=== EXCERPTED TEXT ===
##########
Rory Gallagher's father, Danny, was employed by the Irish Electricity Supply Board (ESB), who were constructing Cathaleen's Fall hydroelectric power station on the River Erne above Ballyshannon. Danny Gallagher played the accordion and sang with the Inishowen Céilí Band in County Donegal.

His mother, Monica, sang and acted with the Abbey Players in Ballyshannon. The main theatre of the Abbey Arts Centre in Ballyshannon, where she used to perform, was renamed the Rory Gallagher Theatre in 2005.

In 1949, the family moved to Derry City, where Gallagher's younger brother Dónal was born later that year. Dónal would act as Gallagher's manager throughout most of his career.

In 1956, Gallagher, his mother, and his brother moved to Cork, where Gallagher attended North Monastery School.

Gallagher displayed musical aptitude at an early age. He taught himself how to play the ukulele, and received a guitar from his parents at age nine. He began performing at minor functions and won a cash prize in a talent contest when he was twelve that he used to buy a new guitar. Three years later, in 1963, he purchased a 1961 Fender Stratocaster for £100. This guitar became his primary instrument and was most associated with him during his career.

Gallagher was initially attracted to skiffle after hearing Lonnie Donegan on the radio. Donegan frequently covered blues and folk performers from the United States. He relied entirely on radio programmes and television. Occasionally, the BBC would play some blues numbers, and he slowly found some songbooks for guitar, where he found the names of the actual composers of blues pieces.

While still in school, playing songs by Buddy Holly and Eddie Cochran, he discovered his greatest influence in Muddy Waters. He began experimenting with folk, blues, and rock music. Unable to find or afford record albums, Gallagher stayed up late to hear Radio Luxembourg and AFN where the radio brought him his only exposure to the actual songwriters and musicians whose music moved him most.
Gallagher playing mandolin. He owned a Martin Mandolin, which he fitted with an Ibanez pick-up.
##########
=== PROVIDED DATA ===
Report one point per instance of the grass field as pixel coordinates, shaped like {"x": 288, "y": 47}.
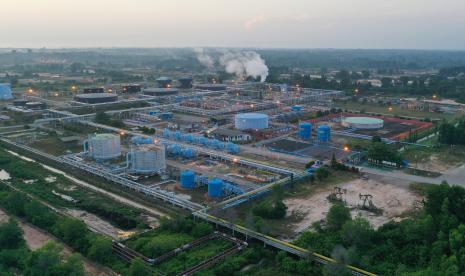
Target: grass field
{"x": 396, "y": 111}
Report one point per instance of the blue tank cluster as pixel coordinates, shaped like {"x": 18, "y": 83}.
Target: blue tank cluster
##########
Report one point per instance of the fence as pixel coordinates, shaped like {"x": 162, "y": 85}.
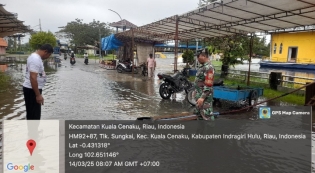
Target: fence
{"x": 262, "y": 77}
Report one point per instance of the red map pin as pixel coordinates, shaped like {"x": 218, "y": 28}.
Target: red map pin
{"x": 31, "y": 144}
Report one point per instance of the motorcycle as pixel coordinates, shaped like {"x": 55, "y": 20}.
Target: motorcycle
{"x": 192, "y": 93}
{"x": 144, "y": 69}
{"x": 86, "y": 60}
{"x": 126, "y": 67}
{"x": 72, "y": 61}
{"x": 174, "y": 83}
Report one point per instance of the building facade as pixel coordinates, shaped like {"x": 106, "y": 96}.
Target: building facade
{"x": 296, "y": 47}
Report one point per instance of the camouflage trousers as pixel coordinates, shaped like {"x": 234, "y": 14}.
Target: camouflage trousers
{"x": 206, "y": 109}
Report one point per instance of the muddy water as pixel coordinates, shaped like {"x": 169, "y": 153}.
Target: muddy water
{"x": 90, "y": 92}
##########
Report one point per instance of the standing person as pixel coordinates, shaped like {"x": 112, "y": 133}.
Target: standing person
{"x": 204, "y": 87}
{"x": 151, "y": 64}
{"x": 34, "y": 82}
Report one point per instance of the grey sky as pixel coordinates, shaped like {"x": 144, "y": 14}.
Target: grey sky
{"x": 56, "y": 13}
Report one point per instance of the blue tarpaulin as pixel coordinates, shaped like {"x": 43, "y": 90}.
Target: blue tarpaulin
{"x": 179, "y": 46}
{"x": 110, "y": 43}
##########
=== SET TASKS ===
[a] In the account of Rory Gallagher's early life, what guitar did he buy in 1963, and what did it cost?
[b] From the account of Rory Gallagher's early life, reproduce everything from "Gallagher displayed musical" down to "during his career.", swapping "ukulele" for "banjo".
[c] Extend the account of Rory Gallagher's early life, picking up after its final sentence.

=== ANSWERS FOR THIS EXERCISE ===
[a] He bought a 1961 Fender Stratocaster for £100.

[b]
Gallagher displayed musical aptitude at an early age. He taught himself how to play the banjo, and received a guitar from his parents at age nine. He began performing at minor functions and won a cash prize in a talent contest when he was twelve that he used to buy a new guitar. Three years later, in 1963, he purchased a 1961 Fender Stratocaster for £100. This guitar became his primary instrument and was most associated with him during his career.

[c]
Influences he discovered, and cited as he progressed, included Woody Guthrie, Big Bill Broonzy, and Lead Belly. Singing and later using a brace for his harmonica, Gallagher taught himself to play slide guitar. Further, throughout the next few years of his musical development, Gallagher began learning to play alto saxophone, bass, mandolin, banjo, and the Coral electric sitar with varying degrees of proficiency. By his mid-teens, he began experimenting heavily with different blues styles.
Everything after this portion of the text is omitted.